>> START Records for the task
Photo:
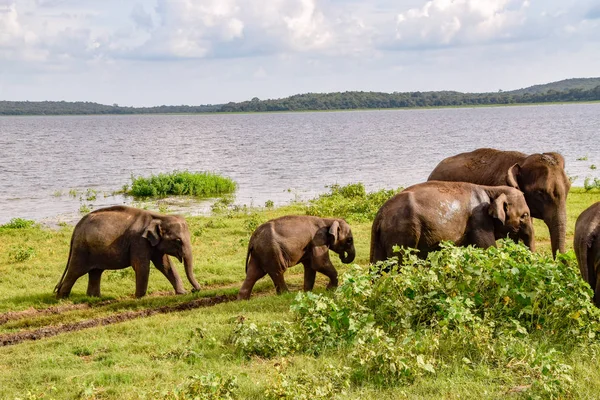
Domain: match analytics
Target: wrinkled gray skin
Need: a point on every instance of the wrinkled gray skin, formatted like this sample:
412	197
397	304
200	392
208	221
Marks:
>> END Records for the task
→ Problem to solve
Please pull out every line of the material above word for word, leaving the pictures out of your answer.

→ Answer to the problem
Photo:
Domain: match analytics
Target: wrinkled gray skin
Need: a point on every instance of the wrinkled gray skin, formatted like this sample:
412	197
397	304
200	392
208	221
Marks:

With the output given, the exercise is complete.